▶ [Parts of the exercise]:
• A. Please translate this sentence from the passage on EDI message modelling into Spanish: "When modelling EDI messages, we found many challenges."
• B. Continue the passage on EDI message modelling, picking up after its final sentence.
::: Document text :::
3.2.1. Parametric Modelling
For queue modelling, correlation is a feature that needs to be identified to see if it exists, as queueing models assume no correlation. We have applied extensive studies on these EDI messages around correlation. Please refer to our paper for further reading [
11].
When modelling EDI messages, we found many challenges. From these challenges, the classification model was born. The different elements of the classification model helped us answer a challenge we faced. For example, we could not tell what happened to a message as it was being translated. We did not know if a message was dependent on another message. We were challenged with modelling the data with a continuous distribution. We faced many challenges around the removal of correlation and trying to break the head and tail of the data at a suitable point to help parametric fitting.
The classification model helped us iterate through the different techniques to help us address the challenges we faced. Our next set of sections will help bring the reader through our techniques based on these challenges.
::: Data :::
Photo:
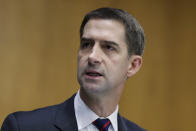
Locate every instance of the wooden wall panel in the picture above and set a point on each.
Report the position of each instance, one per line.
(38, 50)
:::
▶ [Per-task outputs]:
• A. Al modelar mensajes EDI, encontramos muchos desafíos.

• B.
Model By File Size
When testing a system, it is important to understand each message’s file size, as it gives an indication as to whether the message needs to be split for queue ingestion and the amount of disk space required. File size may influence service times. DevOps informed us that one of the inbound connectors does not allow a file size greater than 100 MB, and most file sizes are approximately 20 kilobytes in size.
When modelling by file size, we applied the classification model to our data as per
Figure 5.
Figure 7 displays the model chosen that allowed us to successfully fit a parametric distribution to our data. We picked data from the “Normal Period” and partitioned the data into its head and tail using a size of 10,000,000 B as the boundary. We then took a random sample from the dataset.
Table 7 gives the count of data per partition before we implemented a random sample on the model. We note that we captured the majority of the data in the head.
Figure 8 shows a histogram of our data both before and after the partition. The plot to the top left shows the data before partitioning. The plot to the top right shows the results of a random sample from the head. We can see that the shape of the histogram shows signs of fitting into a uniform distribution. The plot to the bottom left shows the tail of the data.
We use a Chi-square GoF test for the head of the data (see
Table 8). This indicates that with
<
p-value 0.05, it appears that a uniform distribution may be a reasonable model for the head of the distribution.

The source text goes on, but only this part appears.